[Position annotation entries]

= = = =

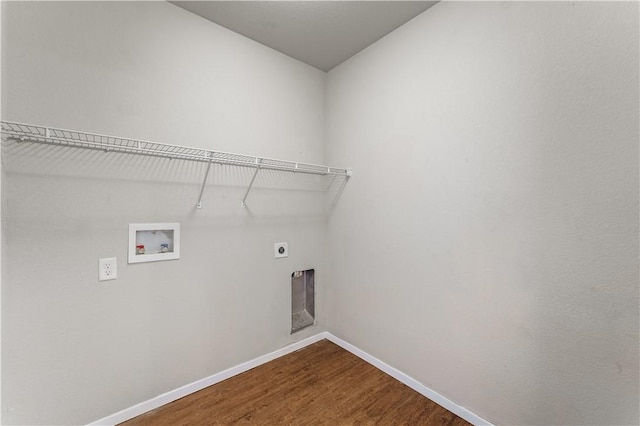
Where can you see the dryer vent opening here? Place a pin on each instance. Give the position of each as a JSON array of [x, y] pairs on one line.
[[303, 310]]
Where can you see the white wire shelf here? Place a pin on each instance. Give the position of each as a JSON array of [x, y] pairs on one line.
[[32, 133]]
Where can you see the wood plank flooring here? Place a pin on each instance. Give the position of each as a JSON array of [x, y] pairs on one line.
[[321, 384]]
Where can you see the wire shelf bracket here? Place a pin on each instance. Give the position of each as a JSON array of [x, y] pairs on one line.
[[71, 138]]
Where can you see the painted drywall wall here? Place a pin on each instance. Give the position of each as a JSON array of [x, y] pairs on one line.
[[489, 245], [75, 350]]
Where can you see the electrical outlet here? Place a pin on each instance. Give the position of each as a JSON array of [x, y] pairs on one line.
[[107, 269], [281, 250]]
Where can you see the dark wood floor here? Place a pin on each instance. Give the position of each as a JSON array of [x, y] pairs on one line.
[[321, 384]]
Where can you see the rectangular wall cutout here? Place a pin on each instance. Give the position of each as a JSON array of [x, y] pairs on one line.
[[150, 242], [303, 309]]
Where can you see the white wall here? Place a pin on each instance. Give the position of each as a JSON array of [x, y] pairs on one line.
[[75, 350], [488, 242]]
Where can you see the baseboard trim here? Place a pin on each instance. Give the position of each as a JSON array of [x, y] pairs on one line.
[[411, 382], [165, 398]]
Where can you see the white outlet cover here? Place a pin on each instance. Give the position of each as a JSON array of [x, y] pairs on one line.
[[107, 269], [281, 250]]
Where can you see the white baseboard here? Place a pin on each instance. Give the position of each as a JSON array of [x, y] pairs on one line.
[[165, 398], [411, 382], [183, 391]]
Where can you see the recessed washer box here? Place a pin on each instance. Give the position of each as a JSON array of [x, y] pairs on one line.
[[151, 242]]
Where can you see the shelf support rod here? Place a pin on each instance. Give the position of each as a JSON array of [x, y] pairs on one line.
[[246, 194], [204, 183]]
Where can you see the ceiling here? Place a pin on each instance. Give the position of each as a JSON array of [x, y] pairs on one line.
[[322, 34]]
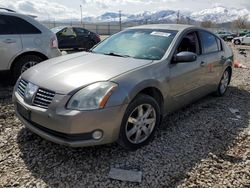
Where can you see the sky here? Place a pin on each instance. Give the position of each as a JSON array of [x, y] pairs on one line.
[[70, 9]]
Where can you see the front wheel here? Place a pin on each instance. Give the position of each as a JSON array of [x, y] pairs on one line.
[[224, 83], [139, 123], [24, 63]]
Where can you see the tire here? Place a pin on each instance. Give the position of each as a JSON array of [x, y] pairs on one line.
[[138, 131], [237, 42], [23, 64], [224, 83], [90, 45]]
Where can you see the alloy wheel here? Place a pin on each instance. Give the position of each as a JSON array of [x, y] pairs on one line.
[[141, 123]]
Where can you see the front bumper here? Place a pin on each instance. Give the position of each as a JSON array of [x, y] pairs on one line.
[[70, 127]]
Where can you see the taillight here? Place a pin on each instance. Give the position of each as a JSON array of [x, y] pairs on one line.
[[54, 42]]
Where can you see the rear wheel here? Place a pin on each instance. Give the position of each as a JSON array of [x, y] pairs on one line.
[[24, 63], [139, 123], [224, 82], [237, 42]]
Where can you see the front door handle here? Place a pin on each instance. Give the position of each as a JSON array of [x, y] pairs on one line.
[[9, 41], [203, 64]]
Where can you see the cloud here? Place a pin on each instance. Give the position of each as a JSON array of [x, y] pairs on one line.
[[43, 9]]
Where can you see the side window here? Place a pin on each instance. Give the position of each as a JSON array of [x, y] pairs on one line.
[[80, 31], [189, 43], [209, 42], [25, 27], [5, 26], [68, 32], [219, 44], [14, 25]]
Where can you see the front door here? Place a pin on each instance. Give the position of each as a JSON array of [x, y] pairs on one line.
[[213, 59], [10, 42]]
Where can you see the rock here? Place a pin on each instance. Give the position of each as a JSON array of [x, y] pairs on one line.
[[125, 175]]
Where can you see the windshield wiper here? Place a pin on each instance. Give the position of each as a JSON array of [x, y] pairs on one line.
[[115, 54]]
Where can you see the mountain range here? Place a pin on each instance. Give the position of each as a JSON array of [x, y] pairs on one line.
[[217, 14]]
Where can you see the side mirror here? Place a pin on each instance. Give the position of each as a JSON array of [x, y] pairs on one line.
[[184, 57]]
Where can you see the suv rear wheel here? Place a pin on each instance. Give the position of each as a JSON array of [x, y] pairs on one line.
[[25, 63]]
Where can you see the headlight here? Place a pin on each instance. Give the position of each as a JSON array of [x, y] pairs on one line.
[[94, 96]]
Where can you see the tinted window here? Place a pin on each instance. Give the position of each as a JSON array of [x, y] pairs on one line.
[[209, 42], [138, 43], [81, 31], [189, 43], [68, 31], [219, 44], [15, 25]]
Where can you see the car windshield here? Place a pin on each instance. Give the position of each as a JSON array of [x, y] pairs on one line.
[[149, 44], [56, 29]]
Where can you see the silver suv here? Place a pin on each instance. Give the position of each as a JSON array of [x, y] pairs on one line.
[[24, 42]]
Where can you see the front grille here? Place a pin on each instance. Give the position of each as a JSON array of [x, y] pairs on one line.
[[43, 98], [22, 87]]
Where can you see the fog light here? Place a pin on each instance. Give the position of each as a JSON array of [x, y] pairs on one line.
[[97, 135]]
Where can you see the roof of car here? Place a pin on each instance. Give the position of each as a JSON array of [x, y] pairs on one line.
[[178, 27]]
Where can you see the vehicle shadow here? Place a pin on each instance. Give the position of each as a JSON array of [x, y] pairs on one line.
[[185, 137]]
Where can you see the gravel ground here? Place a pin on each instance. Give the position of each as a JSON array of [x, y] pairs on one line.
[[203, 145]]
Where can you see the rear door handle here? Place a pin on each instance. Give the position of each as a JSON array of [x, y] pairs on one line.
[[9, 41], [203, 64]]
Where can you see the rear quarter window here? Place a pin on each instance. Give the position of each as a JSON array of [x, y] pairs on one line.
[[15, 25]]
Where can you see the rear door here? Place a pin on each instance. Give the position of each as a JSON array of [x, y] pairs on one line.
[[10, 41], [212, 59], [185, 77]]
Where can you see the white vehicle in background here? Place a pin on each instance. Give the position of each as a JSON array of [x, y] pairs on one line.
[[24, 42], [242, 40]]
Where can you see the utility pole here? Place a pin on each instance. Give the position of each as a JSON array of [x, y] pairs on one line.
[[81, 13], [120, 19], [178, 17]]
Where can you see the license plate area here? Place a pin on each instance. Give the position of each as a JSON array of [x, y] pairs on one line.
[[24, 112]]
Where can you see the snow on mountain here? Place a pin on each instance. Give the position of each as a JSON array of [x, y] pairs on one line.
[[217, 14]]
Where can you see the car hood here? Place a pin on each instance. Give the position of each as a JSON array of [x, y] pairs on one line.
[[67, 73]]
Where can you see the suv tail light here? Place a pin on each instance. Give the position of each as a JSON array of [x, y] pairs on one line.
[[54, 42]]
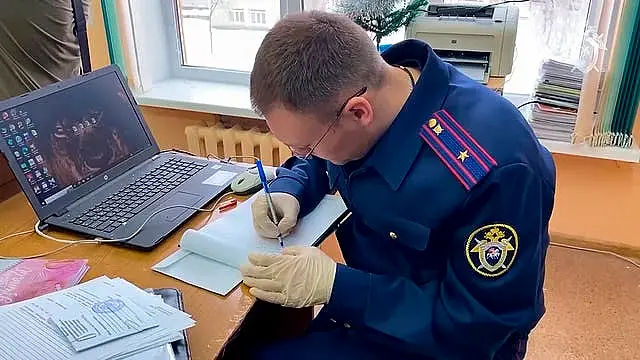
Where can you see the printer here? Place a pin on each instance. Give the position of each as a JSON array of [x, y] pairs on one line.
[[478, 40]]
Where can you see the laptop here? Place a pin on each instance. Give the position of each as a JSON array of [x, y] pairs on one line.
[[87, 162]]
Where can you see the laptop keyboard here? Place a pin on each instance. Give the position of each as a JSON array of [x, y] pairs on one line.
[[130, 200]]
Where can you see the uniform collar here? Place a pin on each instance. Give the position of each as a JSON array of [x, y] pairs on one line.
[[397, 149]]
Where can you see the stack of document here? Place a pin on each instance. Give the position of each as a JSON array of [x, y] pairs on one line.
[[98, 320], [558, 96], [210, 258]]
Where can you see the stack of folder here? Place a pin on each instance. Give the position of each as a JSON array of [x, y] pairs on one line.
[[557, 95]]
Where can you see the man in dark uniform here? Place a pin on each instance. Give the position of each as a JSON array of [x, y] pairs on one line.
[[449, 189]]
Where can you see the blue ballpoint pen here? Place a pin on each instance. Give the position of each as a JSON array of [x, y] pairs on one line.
[[265, 185]]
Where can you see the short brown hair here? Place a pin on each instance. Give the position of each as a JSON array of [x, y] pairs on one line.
[[309, 59]]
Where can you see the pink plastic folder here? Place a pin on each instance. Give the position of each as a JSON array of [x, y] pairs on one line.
[[34, 277]]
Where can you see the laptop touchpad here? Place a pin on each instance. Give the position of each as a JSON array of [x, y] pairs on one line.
[[179, 198]]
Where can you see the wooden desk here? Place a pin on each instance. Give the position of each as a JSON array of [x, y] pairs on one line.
[[217, 317]]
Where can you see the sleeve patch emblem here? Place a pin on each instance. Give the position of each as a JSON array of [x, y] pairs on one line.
[[492, 249]]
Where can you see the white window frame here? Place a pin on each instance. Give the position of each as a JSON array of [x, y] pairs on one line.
[[236, 13], [257, 17]]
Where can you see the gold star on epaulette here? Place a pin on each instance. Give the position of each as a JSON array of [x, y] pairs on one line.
[[433, 125]]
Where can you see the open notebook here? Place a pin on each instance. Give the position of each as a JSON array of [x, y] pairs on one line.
[[210, 257]]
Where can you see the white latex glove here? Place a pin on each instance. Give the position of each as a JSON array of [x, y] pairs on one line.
[[299, 277], [287, 209]]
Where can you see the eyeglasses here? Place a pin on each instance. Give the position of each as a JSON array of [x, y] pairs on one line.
[[331, 125]]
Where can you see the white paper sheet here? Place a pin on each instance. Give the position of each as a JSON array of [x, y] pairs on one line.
[[27, 332], [210, 257]]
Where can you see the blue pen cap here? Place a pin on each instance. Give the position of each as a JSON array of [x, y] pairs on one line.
[[263, 176]]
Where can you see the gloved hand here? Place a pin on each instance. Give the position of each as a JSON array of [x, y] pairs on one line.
[[287, 209], [299, 277]]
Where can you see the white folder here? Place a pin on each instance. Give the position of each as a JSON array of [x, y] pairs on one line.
[[210, 257]]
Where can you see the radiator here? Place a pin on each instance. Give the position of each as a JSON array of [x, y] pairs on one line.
[[235, 141]]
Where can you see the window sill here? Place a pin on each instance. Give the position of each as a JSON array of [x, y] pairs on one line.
[[233, 100], [201, 96]]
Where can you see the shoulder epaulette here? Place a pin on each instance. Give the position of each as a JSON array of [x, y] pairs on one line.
[[460, 152]]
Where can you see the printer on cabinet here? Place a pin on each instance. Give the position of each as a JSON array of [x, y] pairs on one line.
[[478, 40]]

= = = =

[Stated problem] Copy the lines from the start of the entries through the line with "[[303, 310]]", leaving out the pictures.

[Complete response]
Where can you see the dryer vent opening here? Place a pin on each instance. Give the position of each as a JSON array of [x, y] pairs on one line.
[[303, 310]]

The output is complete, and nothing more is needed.